__SUPPLIED ENTRIES__.

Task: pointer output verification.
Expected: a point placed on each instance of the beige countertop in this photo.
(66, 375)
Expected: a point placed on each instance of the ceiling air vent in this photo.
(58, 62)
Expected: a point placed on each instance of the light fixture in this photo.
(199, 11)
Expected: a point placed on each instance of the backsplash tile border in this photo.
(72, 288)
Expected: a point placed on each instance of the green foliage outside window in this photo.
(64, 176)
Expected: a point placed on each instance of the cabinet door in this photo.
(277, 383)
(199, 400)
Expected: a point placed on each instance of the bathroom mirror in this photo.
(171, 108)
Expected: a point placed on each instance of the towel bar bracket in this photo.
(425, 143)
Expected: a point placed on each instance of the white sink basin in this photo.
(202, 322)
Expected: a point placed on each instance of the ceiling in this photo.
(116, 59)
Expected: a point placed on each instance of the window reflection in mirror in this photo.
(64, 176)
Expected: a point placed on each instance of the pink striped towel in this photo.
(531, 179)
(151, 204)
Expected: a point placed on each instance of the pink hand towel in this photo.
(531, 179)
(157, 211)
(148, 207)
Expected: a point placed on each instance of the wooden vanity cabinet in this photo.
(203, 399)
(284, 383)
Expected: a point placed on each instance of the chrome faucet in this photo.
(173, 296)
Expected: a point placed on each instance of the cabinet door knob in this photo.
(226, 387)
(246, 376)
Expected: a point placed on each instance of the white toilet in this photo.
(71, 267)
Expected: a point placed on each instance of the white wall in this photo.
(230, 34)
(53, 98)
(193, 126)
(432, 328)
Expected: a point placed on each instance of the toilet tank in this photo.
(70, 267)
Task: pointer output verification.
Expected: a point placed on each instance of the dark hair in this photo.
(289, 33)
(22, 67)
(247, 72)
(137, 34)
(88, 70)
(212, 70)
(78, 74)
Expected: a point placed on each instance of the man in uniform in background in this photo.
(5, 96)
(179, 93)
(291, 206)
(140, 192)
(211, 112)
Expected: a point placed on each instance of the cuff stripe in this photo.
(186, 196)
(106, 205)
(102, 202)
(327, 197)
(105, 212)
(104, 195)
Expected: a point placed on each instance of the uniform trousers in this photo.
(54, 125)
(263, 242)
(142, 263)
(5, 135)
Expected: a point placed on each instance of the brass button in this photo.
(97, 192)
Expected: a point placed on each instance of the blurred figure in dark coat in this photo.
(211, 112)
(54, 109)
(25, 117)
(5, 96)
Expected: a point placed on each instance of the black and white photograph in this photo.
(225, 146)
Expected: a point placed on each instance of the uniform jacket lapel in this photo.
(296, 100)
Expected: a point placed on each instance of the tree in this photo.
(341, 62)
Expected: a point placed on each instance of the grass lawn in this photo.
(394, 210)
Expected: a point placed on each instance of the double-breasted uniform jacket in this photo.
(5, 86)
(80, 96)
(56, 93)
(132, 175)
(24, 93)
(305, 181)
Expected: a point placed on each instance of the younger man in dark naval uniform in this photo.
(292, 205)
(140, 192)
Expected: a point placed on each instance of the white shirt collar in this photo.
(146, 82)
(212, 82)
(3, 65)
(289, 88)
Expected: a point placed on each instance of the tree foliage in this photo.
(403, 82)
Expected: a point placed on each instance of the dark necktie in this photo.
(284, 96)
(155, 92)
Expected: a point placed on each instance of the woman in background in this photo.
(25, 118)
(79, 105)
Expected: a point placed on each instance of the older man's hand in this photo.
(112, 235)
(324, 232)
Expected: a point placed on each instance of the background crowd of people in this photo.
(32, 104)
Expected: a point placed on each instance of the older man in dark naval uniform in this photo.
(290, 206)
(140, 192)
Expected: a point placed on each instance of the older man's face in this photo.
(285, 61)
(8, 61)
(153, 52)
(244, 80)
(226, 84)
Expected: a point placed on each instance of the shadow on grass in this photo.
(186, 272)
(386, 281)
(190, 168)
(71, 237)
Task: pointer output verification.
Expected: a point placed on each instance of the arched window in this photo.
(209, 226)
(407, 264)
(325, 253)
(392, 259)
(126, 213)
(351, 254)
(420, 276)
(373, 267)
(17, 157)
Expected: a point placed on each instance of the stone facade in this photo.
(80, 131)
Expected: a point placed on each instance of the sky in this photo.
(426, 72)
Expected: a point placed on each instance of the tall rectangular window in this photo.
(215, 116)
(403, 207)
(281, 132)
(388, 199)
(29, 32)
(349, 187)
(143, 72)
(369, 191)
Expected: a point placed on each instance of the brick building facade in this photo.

__YOUR OBJECTIVE__. Please copy out the items above, word for word, from the line holding "Expected: a point placed on each instance of the tall" through the final line of the items, inclusive.

__SOLVED EXERCISE__.
Expected: a point placed on each instance of the tall rectangular window in this photo.
(215, 116)
(403, 207)
(281, 132)
(388, 199)
(29, 32)
(349, 187)
(143, 72)
(369, 191)
Expected: a point placed on each instance of the brick building facade in this photo.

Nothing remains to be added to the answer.